# Exercise aim
Copy out the records below word for word, with every line unchanged.

>> START Given records

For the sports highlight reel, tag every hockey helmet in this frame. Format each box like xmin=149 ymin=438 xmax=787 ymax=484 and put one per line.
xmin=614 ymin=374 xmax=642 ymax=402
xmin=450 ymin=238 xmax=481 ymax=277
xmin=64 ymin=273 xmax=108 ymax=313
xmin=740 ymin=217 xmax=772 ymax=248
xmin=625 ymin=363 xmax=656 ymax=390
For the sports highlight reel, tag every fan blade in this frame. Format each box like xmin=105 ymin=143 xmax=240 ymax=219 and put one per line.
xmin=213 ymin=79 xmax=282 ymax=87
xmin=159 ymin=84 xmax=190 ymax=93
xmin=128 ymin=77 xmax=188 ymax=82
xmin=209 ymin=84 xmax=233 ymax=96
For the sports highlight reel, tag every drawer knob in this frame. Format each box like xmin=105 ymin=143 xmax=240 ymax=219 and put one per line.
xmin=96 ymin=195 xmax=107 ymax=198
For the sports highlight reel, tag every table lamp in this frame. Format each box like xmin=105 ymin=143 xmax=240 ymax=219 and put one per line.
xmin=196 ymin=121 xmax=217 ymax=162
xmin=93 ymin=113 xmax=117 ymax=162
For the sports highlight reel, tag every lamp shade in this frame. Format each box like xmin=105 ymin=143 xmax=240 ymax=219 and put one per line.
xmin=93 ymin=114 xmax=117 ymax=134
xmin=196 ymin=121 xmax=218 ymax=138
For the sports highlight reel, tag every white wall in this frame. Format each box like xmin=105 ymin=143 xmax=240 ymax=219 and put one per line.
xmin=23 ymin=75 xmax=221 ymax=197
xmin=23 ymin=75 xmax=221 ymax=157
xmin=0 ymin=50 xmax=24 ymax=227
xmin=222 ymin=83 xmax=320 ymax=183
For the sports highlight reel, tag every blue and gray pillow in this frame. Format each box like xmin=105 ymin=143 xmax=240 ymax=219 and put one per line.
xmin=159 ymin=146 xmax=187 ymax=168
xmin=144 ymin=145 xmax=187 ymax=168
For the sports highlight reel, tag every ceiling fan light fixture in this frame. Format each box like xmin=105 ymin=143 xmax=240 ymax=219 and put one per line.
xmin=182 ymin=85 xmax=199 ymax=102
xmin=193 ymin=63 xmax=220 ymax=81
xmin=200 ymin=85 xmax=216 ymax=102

>> END Given records

# Finished exercise
For the sports highlight reel, tag every hockey helmet in this frame. Format each box like xmin=149 ymin=438 xmax=787 ymax=484 and put one per line.
xmin=614 ymin=374 xmax=642 ymax=402
xmin=450 ymin=238 xmax=481 ymax=277
xmin=64 ymin=273 xmax=108 ymax=313
xmin=740 ymin=217 xmax=772 ymax=248
xmin=625 ymin=363 xmax=656 ymax=390
For the sports highlight reel, tag every fan blade in this frame. Format each box like xmin=105 ymin=143 xmax=240 ymax=219 and put one per line.
xmin=213 ymin=79 xmax=282 ymax=87
xmin=159 ymin=84 xmax=190 ymax=93
xmin=128 ymin=77 xmax=188 ymax=82
xmin=209 ymin=84 xmax=233 ymax=96
For the sports highlight reel, tag every drawer knob in this frame. Format each box like xmin=105 ymin=143 xmax=240 ymax=219 and put one per line.
xmin=96 ymin=195 xmax=107 ymax=198
For the sports highlight reel, tag every table lamp in this frame. Format each box like xmin=105 ymin=143 xmax=240 ymax=219 and put one per line.
xmin=196 ymin=121 xmax=217 ymax=162
xmin=93 ymin=113 xmax=117 ymax=162
For the sports highlight reel, tag every lamp shade in this frame. Format each box like xmin=105 ymin=143 xmax=240 ymax=219 and put one per line.
xmin=93 ymin=114 xmax=117 ymax=134
xmin=196 ymin=121 xmax=218 ymax=138
For the sports highlight reel, tag every white wall in this frame. Format each box like xmin=105 ymin=143 xmax=240 ymax=219 and put one per line.
xmin=23 ymin=75 xmax=221 ymax=197
xmin=23 ymin=75 xmax=221 ymax=157
xmin=0 ymin=50 xmax=24 ymax=227
xmin=222 ymin=83 xmax=320 ymax=183
For the sports highlight reel, tag every blue and gray pillow in this frame. Format each box like xmin=105 ymin=143 xmax=240 ymax=219 and put one per line.
xmin=159 ymin=146 xmax=187 ymax=168
xmin=144 ymin=145 xmax=187 ymax=168
For the sports highlight reel, tag every ceiling fan light fixture in this frame. Format each box like xmin=105 ymin=143 xmax=240 ymax=219 and put one per line.
xmin=182 ymin=85 xmax=199 ymax=102
xmin=193 ymin=63 xmax=220 ymax=81
xmin=200 ymin=85 xmax=216 ymax=102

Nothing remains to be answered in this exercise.